| Exercise aim |
Please output exactly the part of the records below that opens with the line containing "For the camera-trap" and closes with the line containing "Query: yellow marker stripe on tank", both lines included, and nothing else.

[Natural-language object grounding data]
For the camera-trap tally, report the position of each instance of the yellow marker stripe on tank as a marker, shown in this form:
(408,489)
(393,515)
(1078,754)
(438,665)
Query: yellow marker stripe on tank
==
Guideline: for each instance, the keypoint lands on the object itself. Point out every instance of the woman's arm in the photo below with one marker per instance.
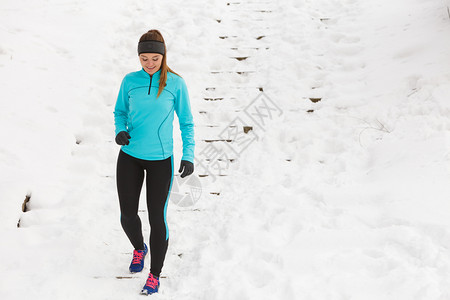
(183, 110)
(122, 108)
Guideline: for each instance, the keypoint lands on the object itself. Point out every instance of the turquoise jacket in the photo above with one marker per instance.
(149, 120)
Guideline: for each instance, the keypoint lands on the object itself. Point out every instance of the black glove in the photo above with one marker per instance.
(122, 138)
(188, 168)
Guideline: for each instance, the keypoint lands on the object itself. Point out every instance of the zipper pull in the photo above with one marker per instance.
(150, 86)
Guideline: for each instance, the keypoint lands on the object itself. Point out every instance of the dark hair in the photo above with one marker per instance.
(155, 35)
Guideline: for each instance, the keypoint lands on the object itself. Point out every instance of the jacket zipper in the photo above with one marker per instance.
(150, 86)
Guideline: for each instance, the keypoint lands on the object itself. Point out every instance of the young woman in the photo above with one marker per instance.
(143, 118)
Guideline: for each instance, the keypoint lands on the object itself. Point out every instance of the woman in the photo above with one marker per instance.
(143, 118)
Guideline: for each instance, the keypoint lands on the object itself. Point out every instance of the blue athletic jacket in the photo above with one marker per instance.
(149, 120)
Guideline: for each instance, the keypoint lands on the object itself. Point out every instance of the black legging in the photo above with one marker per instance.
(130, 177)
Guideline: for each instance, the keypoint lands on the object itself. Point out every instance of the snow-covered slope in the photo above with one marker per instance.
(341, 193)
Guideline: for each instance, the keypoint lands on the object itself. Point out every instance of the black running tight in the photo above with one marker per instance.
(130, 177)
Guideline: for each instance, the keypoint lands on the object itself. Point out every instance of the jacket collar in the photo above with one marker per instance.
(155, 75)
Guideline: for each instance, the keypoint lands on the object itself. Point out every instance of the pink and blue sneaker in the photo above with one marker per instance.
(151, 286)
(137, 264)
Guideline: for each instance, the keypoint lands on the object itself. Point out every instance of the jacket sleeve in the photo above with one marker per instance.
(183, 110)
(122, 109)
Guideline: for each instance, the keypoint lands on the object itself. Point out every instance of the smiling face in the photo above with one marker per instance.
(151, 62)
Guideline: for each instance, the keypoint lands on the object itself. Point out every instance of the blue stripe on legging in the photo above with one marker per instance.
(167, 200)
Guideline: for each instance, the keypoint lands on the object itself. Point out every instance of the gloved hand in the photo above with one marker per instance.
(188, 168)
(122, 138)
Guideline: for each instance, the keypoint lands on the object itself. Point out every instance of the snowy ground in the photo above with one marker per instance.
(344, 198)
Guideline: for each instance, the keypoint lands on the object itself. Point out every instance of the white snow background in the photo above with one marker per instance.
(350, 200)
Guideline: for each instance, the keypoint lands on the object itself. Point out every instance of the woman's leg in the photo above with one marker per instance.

| Your response |
For the camera-trap tally, report the position of each instance of the yellow marker stripe on tank as a marker, shown in this form:
(408,489)
(393,515)
(1078,754)
(438,665)
Query: yellow marker stripe on tank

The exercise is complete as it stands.